== EXTRACTED ENTRIES ==

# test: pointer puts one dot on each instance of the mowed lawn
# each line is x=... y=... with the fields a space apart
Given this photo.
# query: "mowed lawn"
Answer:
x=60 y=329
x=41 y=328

===

◆ **ABOUT THIS TASK**: Would you restate the entries word for word, omitting none?

◆ **ANSWER TO THIS EXERCISE**:
# test: pointer puts one dot on each instance of the mowed lawn
# each line is x=... y=... with the fields a space apart
Given this photo.
# query: "mowed lawn"
Answer:
x=60 y=329
x=41 y=328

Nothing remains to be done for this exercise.